Passage given:
* * * *

How to enter multiple rows in mySQL from form data where one field changes

the problem here is that you're calling $workID = array_pop($varWorkID); before you go into the loop for ($i=0; $i < count($workID); $i++ ), so the PHP interpreter thinks you just want to iterate over the length of that one element. what you actually wanted to do was pop an element off the array while inside the loop.

<?php
require_once('includes/dbconnect.php');

$varWorkID = $_POST['workid'];
$varDate = $_POST['date'];
$varType = $_POST['type'];
$varSuper = $_POST['supervisor'];
$varReference = $_POST['reference'];


// iterate over the count of the whole array $varWorkID = $_POST['workid']
for ($i=0; $i < count($varWorkID); $i++ )
{
    // now pop off the array inside the loop
    //Remove last part of array as extra 1 sent through by form 
    $workID = array_pop($varWorkID);
    mysqli_query($conn,"INSERT INTO searches (workid,date,type,super,reference) VALUES('".$workID."','".$varDate."','".$varType."','".$varSuper."','".$varReference."')");
}
echo "Completed";

now I think @Dima Fitiskin's comment proposes a better approach because you don't really need the expense of calling another function array_pop or throwing another variable on the stack $workID when you've already got an iterated reference to the index $i inside the loop.

<?php
require_once('includes/dbconnect.php');

$varWorkID = $_POST['workid'];
$varDate = $_POST['date'];
$varType = $_POST['type'];
$varSuper = $_POST['supervisor'];
$varReference = $_POST['reference'];


// iterate over the count of the whole array $varWorkID = $_POST['workid']
for ($i=0; $i < count($varWorkID); $i++ )
{
    mysqli_query($conn,"INSERT INTO searches (workid,date,type,super,reference) VALUES('".$varWorkID[$i]."','".$varDate."','".$varType."','".$varSuper."','".$varReference."')");
}
echo "Completed";

* * * *

Excerpted records:
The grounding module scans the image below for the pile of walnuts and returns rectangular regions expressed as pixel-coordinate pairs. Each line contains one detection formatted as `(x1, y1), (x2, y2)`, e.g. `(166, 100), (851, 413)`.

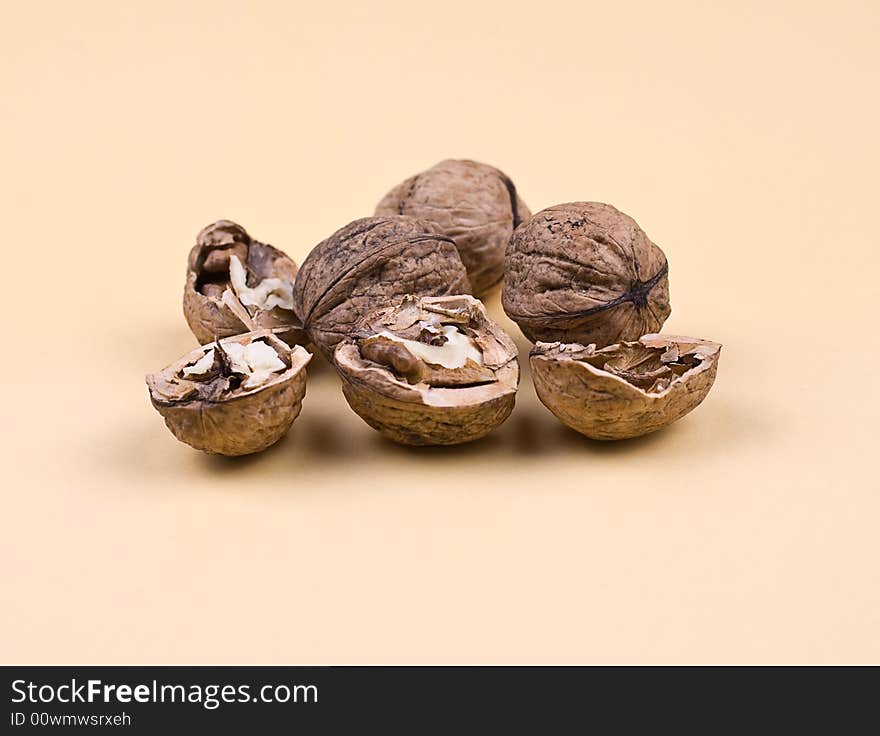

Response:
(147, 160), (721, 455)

* * * *

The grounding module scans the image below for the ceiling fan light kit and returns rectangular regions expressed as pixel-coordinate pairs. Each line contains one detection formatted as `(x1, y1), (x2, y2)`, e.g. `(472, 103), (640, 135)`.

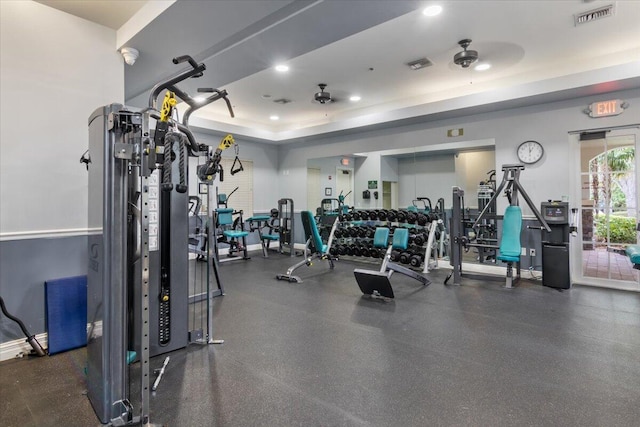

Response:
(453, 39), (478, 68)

* * * *

Stated goal A: Based on the answer about inserting multiple rows, mark each statement yes or no, and quote the words that decide it. (i) The fix pops an element off the array while inside the loop. (ii) The writer judges Dima Fitiskin's comment to be a worse approach. (iii) The rows are inserted into a table named "records".
Stated goal B:
Answer these from the answer about inserting multiple rows:
(i) Which file does each code version require?
(ii) Which form field supplies $varSuper?
(iii) In the second code version, what value goes into the workid column?
Stated goal C: Repeat the part of the answer about inserting multiple rows that starts at "now I think" and ends at "index $i inside the loop.".

Exercise answer A:
(i) Yes: "what you actually wanted to do was pop an element off the array while inside the loop"
(ii) No: "I think @Dima Fitiskin's comment proposes a better approach"
(iii) No: "INSERT INTO searches"

Exercise answer B:
(i) includes/dbconnect.php
(ii) supervisor
(iii) $varWorkID[$i]

Exercise answer C:
now I think @Dima Fitiskin's comment proposes a better approach because you don't really need the expense of calling another function array_pop or throwing another variable on the stack $workID when you've already got an iterated reference to the index $i inside the loop.